======== DATA FOR THIS EXERCISE ========
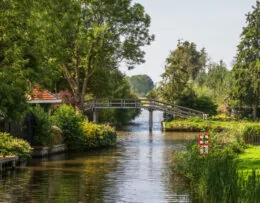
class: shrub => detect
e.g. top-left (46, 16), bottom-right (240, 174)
top-left (0, 132), bottom-right (33, 161)
top-left (51, 104), bottom-right (84, 150)
top-left (31, 105), bottom-right (52, 146)
top-left (81, 122), bottom-right (117, 149)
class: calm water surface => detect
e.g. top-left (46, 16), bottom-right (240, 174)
top-left (0, 111), bottom-right (196, 203)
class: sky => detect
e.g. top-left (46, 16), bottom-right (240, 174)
top-left (120, 0), bottom-right (257, 84)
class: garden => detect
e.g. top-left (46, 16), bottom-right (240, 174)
top-left (0, 104), bottom-right (117, 164)
top-left (32, 104), bottom-right (117, 151)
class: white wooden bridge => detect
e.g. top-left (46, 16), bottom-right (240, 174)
top-left (84, 99), bottom-right (207, 131)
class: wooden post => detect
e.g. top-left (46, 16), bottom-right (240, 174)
top-left (93, 109), bottom-right (98, 123)
top-left (12, 160), bottom-right (16, 168)
top-left (149, 109), bottom-right (153, 132)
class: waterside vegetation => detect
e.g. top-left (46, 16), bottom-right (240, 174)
top-left (0, 132), bottom-right (33, 161)
top-left (173, 131), bottom-right (260, 202)
top-left (34, 104), bottom-right (117, 151)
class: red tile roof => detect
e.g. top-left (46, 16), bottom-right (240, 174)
top-left (26, 88), bottom-right (62, 104)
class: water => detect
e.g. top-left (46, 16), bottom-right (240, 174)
top-left (0, 111), bottom-right (196, 203)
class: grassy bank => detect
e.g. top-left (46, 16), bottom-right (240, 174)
top-left (164, 117), bottom-right (259, 133)
top-left (238, 146), bottom-right (260, 171)
top-left (174, 139), bottom-right (260, 202)
top-left (171, 118), bottom-right (260, 202)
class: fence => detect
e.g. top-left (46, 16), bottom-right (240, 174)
top-left (244, 134), bottom-right (260, 146)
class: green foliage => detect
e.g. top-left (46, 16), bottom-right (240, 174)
top-left (51, 104), bottom-right (117, 150)
top-left (128, 75), bottom-right (154, 96)
top-left (51, 104), bottom-right (84, 150)
top-left (0, 0), bottom-right (38, 121)
top-left (174, 136), bottom-right (259, 202)
top-left (177, 88), bottom-right (217, 115)
top-left (158, 40), bottom-right (207, 103)
top-left (30, 0), bottom-right (154, 108)
top-left (164, 119), bottom-right (259, 137)
top-left (0, 132), bottom-right (33, 161)
top-left (206, 61), bottom-right (231, 97)
top-left (81, 122), bottom-right (117, 149)
top-left (88, 70), bottom-right (141, 125)
top-left (31, 105), bottom-right (52, 146)
top-left (194, 61), bottom-right (232, 106)
top-left (231, 1), bottom-right (260, 119)
top-left (238, 146), bottom-right (260, 170)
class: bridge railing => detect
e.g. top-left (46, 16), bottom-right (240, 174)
top-left (84, 99), bottom-right (205, 118)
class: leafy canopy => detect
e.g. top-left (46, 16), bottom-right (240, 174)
top-left (231, 1), bottom-right (260, 118)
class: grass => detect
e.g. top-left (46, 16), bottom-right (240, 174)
top-left (164, 118), bottom-right (260, 133)
top-left (238, 146), bottom-right (260, 171)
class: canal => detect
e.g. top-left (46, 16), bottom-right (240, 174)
top-left (0, 111), bottom-right (196, 203)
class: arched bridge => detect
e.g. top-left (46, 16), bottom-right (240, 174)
top-left (84, 99), bottom-right (207, 131)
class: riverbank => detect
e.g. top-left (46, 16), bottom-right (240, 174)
top-left (163, 118), bottom-right (260, 133)
top-left (0, 115), bottom-right (192, 202)
top-left (238, 146), bottom-right (260, 172)
top-left (171, 118), bottom-right (260, 202)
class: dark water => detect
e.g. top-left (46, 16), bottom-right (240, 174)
top-left (0, 111), bottom-right (196, 203)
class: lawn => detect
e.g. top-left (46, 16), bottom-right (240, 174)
top-left (238, 146), bottom-right (260, 170)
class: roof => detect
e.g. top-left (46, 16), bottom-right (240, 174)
top-left (26, 88), bottom-right (62, 104)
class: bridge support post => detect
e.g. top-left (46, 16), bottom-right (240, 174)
top-left (93, 109), bottom-right (98, 123)
top-left (148, 109), bottom-right (153, 132)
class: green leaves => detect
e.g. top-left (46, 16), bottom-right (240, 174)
top-left (128, 74), bottom-right (154, 96)
top-left (231, 1), bottom-right (260, 119)
top-left (158, 40), bottom-right (207, 104)
top-left (0, 132), bottom-right (33, 161)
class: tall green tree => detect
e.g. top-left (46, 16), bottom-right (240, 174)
top-left (128, 74), bottom-right (154, 96)
top-left (31, 0), bottom-right (154, 110)
top-left (0, 0), bottom-right (38, 120)
top-left (206, 60), bottom-right (231, 97)
top-left (158, 40), bottom-right (207, 103)
top-left (231, 1), bottom-right (260, 119)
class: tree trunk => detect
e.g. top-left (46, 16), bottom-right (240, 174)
top-left (252, 105), bottom-right (257, 120)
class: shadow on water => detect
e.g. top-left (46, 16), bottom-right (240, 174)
top-left (0, 110), bottom-right (195, 203)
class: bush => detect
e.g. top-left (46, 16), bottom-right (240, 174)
top-left (81, 122), bottom-right (117, 149)
top-left (51, 104), bottom-right (84, 150)
top-left (31, 105), bottom-right (52, 146)
top-left (51, 104), bottom-right (117, 151)
top-left (0, 132), bottom-right (33, 161)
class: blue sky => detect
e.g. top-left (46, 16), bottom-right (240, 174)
top-left (120, 0), bottom-right (257, 83)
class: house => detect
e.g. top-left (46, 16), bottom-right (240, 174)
top-left (0, 87), bottom-right (62, 144)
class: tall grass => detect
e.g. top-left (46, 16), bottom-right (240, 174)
top-left (174, 135), bottom-right (260, 202)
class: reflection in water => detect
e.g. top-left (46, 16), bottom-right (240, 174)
top-left (0, 111), bottom-right (196, 202)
========
» TASK INSTRUCTIONS
Pull every line containing "post" from the data.

» RESPONSE TO THE EXERCISE
class: wooden post => detect
class: bridge support post => detect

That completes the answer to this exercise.